━━ MATERIAL SUPPLIED ━━

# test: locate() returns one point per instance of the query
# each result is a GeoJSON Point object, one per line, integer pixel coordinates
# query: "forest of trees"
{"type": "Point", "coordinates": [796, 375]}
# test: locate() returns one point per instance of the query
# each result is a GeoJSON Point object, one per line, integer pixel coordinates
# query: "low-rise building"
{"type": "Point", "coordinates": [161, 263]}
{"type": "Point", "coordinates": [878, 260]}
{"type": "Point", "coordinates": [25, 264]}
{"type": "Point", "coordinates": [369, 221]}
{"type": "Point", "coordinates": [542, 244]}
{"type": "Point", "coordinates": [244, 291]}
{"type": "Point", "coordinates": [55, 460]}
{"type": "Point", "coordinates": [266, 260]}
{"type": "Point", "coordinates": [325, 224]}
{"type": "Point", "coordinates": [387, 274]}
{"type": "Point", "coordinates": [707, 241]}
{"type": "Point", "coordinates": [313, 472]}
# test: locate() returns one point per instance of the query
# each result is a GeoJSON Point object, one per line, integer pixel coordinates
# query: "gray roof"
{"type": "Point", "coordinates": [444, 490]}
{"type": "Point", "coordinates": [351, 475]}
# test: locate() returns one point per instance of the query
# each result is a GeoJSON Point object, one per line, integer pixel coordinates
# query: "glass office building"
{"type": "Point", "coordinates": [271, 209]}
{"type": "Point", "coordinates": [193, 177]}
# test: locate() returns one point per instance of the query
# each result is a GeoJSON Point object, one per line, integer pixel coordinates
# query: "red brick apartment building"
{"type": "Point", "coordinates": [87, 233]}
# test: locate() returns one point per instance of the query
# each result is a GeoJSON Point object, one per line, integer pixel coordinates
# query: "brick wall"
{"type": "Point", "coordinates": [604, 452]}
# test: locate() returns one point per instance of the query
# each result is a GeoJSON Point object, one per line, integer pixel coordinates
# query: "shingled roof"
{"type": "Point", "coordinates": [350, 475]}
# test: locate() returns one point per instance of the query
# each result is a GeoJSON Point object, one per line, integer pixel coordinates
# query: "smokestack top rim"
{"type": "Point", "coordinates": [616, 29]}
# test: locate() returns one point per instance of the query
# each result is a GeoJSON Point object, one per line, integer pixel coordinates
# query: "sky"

━━━

*EXERCISE*
Extract from the entries above every line that contains the word "roof".

*WRITTEN RESPONSE*
# query: "gray roof"
# query: "shingled roof"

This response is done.